───── Data listing ─────

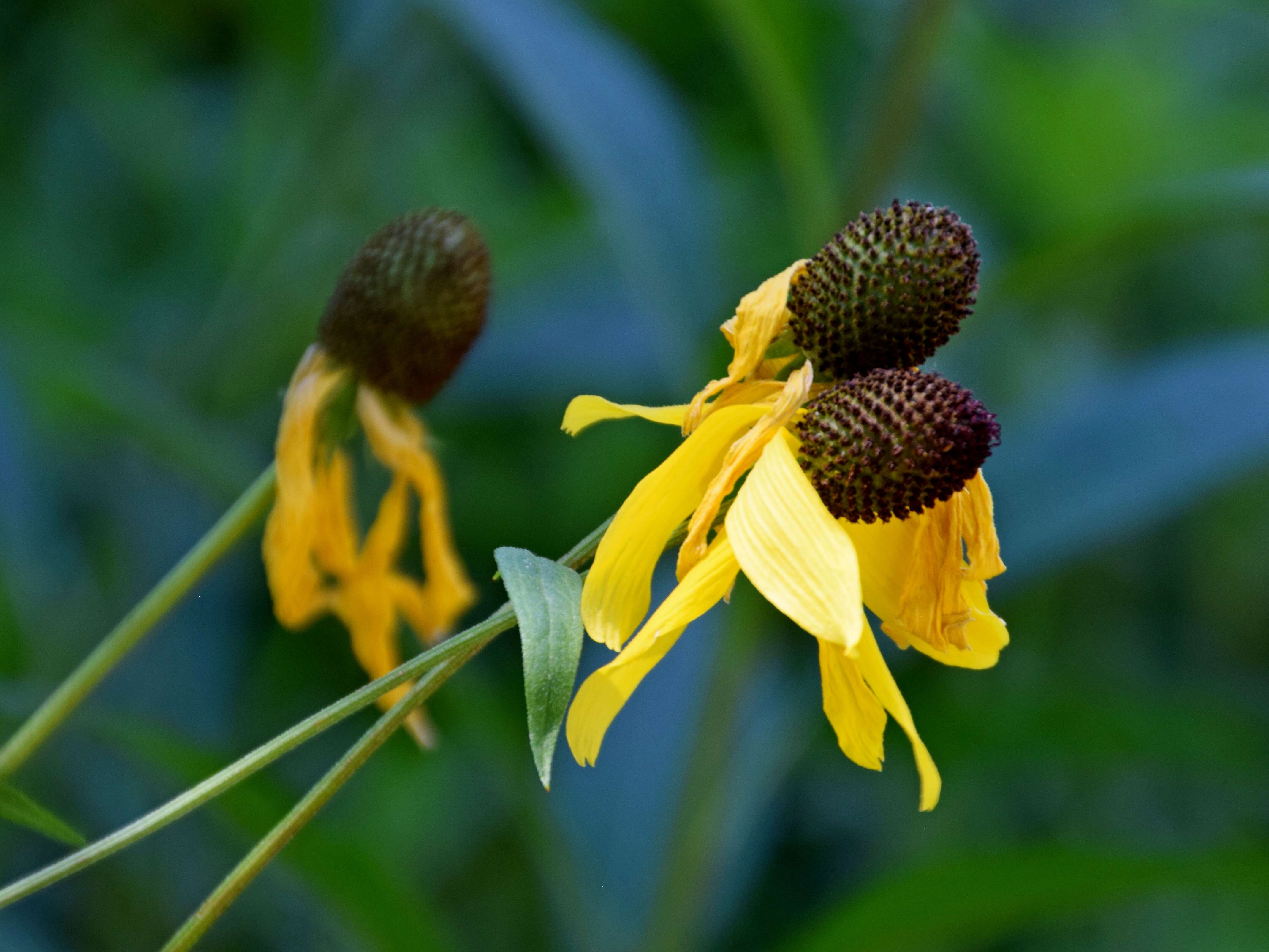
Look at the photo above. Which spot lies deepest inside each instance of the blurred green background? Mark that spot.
(182, 183)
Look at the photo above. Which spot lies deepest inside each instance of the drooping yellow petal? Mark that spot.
(398, 440)
(336, 541)
(606, 691)
(761, 318)
(367, 610)
(914, 574)
(413, 603)
(981, 545)
(384, 540)
(292, 527)
(852, 709)
(877, 676)
(740, 457)
(985, 634)
(794, 551)
(620, 586)
(587, 411)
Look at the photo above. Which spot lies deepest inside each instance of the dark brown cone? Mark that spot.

─────

#### [Exercise goal]
Rewrite every line of the material above, requests included, and scale each point coordinate by 0.75, rounding to whole numbers with halves going up. Leave the pictures out.

#### [Finished exercise]
Look at the photo above. Which spot lies deepest inside each instance of the blurred green background? Mark that spot.
(137, 137)
Look at the photo above. Which spot lies deepest inside each instance of the drooping yellow petal? Mark that spot.
(299, 330)
(252, 406)
(455, 518)
(571, 239)
(275, 458)
(686, 431)
(310, 452)
(736, 409)
(288, 405)
(219, 395)
(639, 532)
(658, 507)
(555, 343)
(739, 476)
(596, 413)
(465, 440)
(440, 308)
Look at the photo above. Which spot lies deepest inside each instance of the dark brown cone? Mark that spot.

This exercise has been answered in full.